- **Data**:
------------------------------------------------------------
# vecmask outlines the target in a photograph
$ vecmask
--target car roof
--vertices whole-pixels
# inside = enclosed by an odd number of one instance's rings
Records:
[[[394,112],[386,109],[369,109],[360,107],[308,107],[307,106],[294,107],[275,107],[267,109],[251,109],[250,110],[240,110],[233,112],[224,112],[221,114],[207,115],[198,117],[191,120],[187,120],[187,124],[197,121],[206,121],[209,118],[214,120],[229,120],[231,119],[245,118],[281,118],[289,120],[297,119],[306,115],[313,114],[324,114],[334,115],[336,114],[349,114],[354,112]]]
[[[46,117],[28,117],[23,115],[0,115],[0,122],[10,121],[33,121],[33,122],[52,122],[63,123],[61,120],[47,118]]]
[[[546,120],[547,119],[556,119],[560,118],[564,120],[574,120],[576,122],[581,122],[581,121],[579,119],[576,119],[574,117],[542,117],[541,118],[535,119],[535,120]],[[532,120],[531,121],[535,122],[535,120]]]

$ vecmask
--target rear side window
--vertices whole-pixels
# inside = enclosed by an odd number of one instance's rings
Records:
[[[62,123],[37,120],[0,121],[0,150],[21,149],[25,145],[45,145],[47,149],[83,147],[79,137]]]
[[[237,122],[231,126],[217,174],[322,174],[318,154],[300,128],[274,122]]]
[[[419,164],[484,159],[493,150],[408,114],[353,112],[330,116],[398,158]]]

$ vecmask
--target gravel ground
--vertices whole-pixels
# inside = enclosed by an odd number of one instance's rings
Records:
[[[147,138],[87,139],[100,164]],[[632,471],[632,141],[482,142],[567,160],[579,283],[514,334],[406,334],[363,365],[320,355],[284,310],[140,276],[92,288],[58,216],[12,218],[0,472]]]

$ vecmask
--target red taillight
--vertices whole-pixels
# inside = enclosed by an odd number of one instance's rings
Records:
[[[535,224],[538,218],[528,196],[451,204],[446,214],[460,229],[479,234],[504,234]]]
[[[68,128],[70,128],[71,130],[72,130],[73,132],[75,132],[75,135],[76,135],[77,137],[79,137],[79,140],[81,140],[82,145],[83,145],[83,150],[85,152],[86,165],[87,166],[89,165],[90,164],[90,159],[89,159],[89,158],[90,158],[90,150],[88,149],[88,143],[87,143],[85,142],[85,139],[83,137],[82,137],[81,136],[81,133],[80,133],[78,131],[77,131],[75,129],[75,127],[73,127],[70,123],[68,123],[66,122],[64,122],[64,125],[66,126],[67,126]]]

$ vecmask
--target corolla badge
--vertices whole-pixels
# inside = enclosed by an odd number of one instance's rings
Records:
------------------------------------------------------------
- **Task to complete**: Return all of the entries exactly as written.

- **Result of this exercise**:
# vecmask outlines the target in a photograph
$ vecmask
--target car roof
--vertices whole-pixels
# inside = enclosed by an odd number of one instance's rings
Records:
[[[394,112],[386,109],[369,109],[360,107],[308,107],[307,106],[294,107],[275,107],[267,109],[251,109],[250,110],[240,110],[233,112],[224,112],[221,114],[207,115],[198,117],[191,120],[187,120],[187,124],[197,121],[206,121],[209,118],[214,120],[229,120],[231,119],[245,118],[281,118],[289,120],[297,119],[306,115],[313,114],[324,114],[334,115],[336,114],[349,114],[354,112]]]
[[[46,117],[28,117],[23,115],[0,115],[0,122],[10,121],[33,121],[33,122],[52,122],[63,123],[61,120],[47,118]]]
[[[546,120],[547,119],[556,119],[560,118],[564,120],[574,120],[576,122],[581,122],[581,121],[579,119],[576,119],[574,117],[542,117],[541,118],[535,119],[535,120]],[[532,120],[531,121],[535,122],[535,120]]]

$ vecmask
--target rear side window
--vertices whole-pixels
# inside = enclosed by an odd number of one instance's rings
Records:
[[[62,123],[37,120],[0,121],[0,150],[21,149],[25,145],[45,145],[47,149],[83,147],[79,137]]]
[[[237,122],[231,126],[217,174],[322,174],[318,154],[300,128],[274,122]]]
[[[419,164],[484,159],[493,150],[408,114],[353,112],[330,116],[398,158]]]

$ vecmask
--target gravel ground
--vertices whole-pixels
# inside = enclosed by an odd number of one instance's rings
Records:
[[[147,138],[87,139],[100,164]],[[632,471],[632,141],[482,142],[567,160],[579,283],[514,334],[406,334],[363,365],[320,355],[284,310],[140,276],[92,288],[58,216],[12,218],[0,472]]]

$ vecmask
--target red taillight
--vertices whole-pixels
# inside = enclosed by an odd number of one instance's rings
Records:
[[[535,224],[538,218],[528,196],[451,204],[446,214],[460,229],[479,234],[504,234]]]
[[[68,128],[70,128],[71,130],[72,130],[73,132],[75,132],[75,135],[76,135],[77,137],[79,137],[79,140],[81,140],[82,145],[83,145],[83,150],[85,152],[86,165],[87,166],[89,165],[90,164],[90,159],[89,159],[89,158],[90,158],[90,150],[88,149],[88,143],[87,143],[85,142],[85,139],[83,137],[82,137],[81,136],[81,133],[80,133],[78,131],[77,131],[75,129],[75,127],[73,127],[70,123],[68,123],[66,122],[64,122],[64,125],[66,126],[67,126]]]

$ vecmask
--target corolla badge
--vertices whole-pixels
# inside = enclosed by an odd number of one instance's rings
Records:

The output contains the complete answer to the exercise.